» Exercise brief
Reproduce the lines from the one containing "If you could mark the gold epaulette" through the end of the entries, substituting "golden" for each occurrence of "gold" and changing nothing else.

* Begin *

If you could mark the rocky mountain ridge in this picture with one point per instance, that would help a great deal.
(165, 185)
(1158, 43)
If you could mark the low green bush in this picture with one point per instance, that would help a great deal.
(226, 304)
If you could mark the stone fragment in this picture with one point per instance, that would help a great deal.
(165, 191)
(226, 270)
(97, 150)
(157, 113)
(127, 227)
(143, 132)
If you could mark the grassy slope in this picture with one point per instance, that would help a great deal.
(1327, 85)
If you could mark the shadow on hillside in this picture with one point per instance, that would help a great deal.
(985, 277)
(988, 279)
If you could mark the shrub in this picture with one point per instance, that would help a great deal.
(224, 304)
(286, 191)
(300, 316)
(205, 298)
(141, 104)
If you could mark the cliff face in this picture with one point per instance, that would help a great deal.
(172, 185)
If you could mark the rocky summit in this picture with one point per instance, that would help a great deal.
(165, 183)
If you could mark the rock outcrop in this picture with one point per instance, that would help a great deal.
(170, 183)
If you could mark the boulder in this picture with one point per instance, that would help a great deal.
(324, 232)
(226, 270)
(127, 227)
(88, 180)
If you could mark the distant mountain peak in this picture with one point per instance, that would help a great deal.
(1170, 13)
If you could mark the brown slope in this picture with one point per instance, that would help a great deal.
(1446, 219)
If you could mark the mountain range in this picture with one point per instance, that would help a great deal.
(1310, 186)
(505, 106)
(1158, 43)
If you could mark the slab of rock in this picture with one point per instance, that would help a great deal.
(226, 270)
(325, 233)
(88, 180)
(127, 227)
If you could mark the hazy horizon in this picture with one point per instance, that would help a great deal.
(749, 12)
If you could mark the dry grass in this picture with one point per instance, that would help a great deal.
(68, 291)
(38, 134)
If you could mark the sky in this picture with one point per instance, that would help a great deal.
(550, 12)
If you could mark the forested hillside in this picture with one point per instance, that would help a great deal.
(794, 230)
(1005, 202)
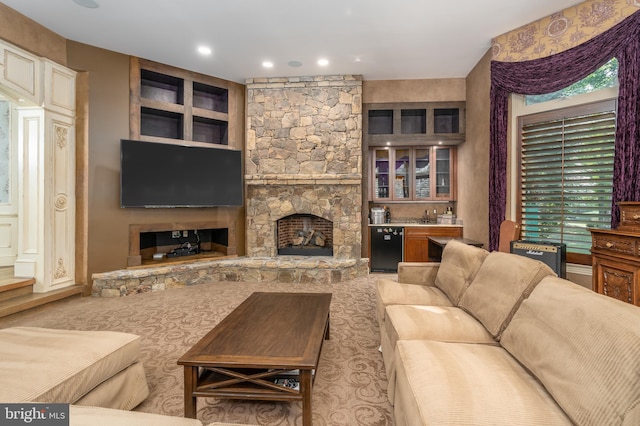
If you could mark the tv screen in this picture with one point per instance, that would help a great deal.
(168, 175)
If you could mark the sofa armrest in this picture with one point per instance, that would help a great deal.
(423, 273)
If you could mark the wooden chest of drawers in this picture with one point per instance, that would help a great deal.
(616, 264)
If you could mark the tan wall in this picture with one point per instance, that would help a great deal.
(108, 107)
(473, 155)
(425, 90)
(31, 36)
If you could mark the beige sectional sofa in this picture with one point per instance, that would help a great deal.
(97, 368)
(92, 416)
(497, 339)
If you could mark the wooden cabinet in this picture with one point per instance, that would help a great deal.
(616, 264)
(413, 174)
(416, 240)
(173, 104)
(414, 123)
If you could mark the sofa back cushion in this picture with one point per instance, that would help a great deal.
(459, 266)
(502, 283)
(584, 348)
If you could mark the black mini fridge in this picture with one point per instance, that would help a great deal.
(387, 246)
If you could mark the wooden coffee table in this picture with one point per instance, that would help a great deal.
(267, 337)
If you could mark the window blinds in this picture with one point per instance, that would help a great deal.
(567, 173)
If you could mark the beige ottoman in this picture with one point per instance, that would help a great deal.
(92, 416)
(99, 368)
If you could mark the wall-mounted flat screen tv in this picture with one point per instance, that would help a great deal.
(156, 175)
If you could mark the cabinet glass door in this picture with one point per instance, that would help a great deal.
(423, 173)
(443, 172)
(381, 176)
(402, 174)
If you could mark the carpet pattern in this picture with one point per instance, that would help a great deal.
(350, 385)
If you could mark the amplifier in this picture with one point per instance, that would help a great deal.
(553, 254)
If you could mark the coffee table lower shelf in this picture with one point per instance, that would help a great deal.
(249, 383)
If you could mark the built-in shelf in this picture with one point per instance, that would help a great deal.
(164, 124)
(414, 123)
(446, 120)
(172, 104)
(161, 87)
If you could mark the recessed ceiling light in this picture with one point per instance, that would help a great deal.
(90, 4)
(204, 50)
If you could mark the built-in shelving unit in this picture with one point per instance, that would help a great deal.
(173, 104)
(414, 123)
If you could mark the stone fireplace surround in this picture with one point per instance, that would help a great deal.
(303, 155)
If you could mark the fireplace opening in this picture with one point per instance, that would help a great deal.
(305, 235)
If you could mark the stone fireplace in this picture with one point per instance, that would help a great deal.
(304, 157)
(305, 235)
(303, 165)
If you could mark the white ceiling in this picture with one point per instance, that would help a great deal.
(379, 39)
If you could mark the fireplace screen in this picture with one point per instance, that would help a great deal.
(305, 235)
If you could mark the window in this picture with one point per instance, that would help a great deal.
(566, 161)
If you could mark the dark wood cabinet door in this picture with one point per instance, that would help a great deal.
(616, 279)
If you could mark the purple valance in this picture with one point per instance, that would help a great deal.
(555, 72)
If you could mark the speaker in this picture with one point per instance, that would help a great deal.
(552, 254)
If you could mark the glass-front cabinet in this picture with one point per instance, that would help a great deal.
(425, 173)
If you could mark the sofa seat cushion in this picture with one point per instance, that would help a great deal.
(502, 283)
(47, 365)
(393, 293)
(441, 383)
(584, 348)
(418, 322)
(91, 416)
(459, 266)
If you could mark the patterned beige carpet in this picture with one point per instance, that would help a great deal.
(350, 386)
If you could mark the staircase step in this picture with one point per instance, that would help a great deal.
(33, 300)
(16, 287)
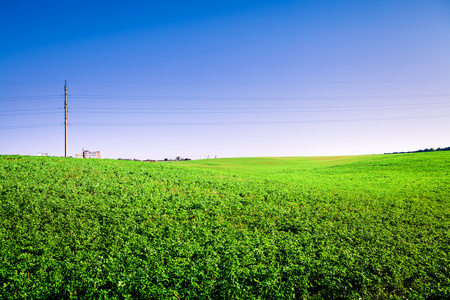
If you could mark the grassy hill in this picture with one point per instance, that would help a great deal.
(370, 227)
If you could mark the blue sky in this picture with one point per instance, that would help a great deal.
(157, 79)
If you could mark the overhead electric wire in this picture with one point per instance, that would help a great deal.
(243, 110)
(240, 98)
(254, 82)
(30, 126)
(27, 114)
(30, 98)
(255, 122)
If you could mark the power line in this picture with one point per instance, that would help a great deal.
(256, 82)
(241, 98)
(30, 98)
(27, 114)
(30, 126)
(253, 122)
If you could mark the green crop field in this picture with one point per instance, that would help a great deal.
(361, 227)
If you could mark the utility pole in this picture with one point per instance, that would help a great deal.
(65, 118)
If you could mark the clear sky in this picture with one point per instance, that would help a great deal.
(160, 79)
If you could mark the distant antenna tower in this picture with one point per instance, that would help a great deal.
(65, 118)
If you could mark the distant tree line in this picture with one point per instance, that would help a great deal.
(423, 150)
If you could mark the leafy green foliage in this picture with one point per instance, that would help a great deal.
(370, 227)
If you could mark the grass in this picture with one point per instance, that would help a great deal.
(369, 227)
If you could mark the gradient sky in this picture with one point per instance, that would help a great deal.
(160, 79)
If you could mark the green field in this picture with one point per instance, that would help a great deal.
(360, 227)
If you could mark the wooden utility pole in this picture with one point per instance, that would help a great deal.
(65, 118)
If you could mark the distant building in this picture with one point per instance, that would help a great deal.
(88, 154)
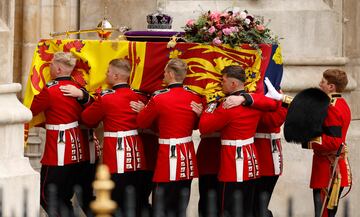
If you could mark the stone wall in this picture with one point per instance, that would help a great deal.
(18, 181)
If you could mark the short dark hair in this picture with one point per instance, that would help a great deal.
(336, 77)
(234, 72)
(121, 64)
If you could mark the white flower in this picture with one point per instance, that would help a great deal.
(243, 15)
(236, 10)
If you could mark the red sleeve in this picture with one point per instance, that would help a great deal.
(41, 102)
(273, 119)
(331, 139)
(148, 115)
(213, 122)
(263, 103)
(93, 114)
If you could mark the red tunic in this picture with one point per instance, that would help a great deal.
(170, 109)
(208, 154)
(238, 161)
(345, 114)
(325, 148)
(123, 149)
(64, 145)
(268, 142)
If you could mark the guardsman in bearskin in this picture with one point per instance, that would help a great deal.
(268, 143)
(123, 150)
(208, 159)
(176, 160)
(64, 147)
(319, 120)
(239, 158)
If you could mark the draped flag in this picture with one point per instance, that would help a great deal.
(148, 60)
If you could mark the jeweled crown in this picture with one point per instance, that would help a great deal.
(158, 20)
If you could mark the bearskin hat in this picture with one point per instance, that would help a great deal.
(306, 115)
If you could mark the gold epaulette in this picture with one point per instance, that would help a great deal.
(287, 100)
(333, 101)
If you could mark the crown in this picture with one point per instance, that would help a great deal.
(158, 20)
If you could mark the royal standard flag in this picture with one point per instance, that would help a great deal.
(148, 60)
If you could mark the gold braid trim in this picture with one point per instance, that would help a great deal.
(335, 191)
(287, 99)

* End *

» Result of the task
If you could mark the golden epaulette in this picture with one point per instance, that would help a great deal.
(287, 100)
(333, 101)
If you could mark the crown in this picture with one point per instance, that would help a great deal.
(158, 20)
If you could mark the royal standard flag in this picture with one point per instance, that would help a great deal.
(148, 60)
If you could mark the golden braid trim in this picture with one point per instance, that would help a great deal.
(335, 191)
(287, 99)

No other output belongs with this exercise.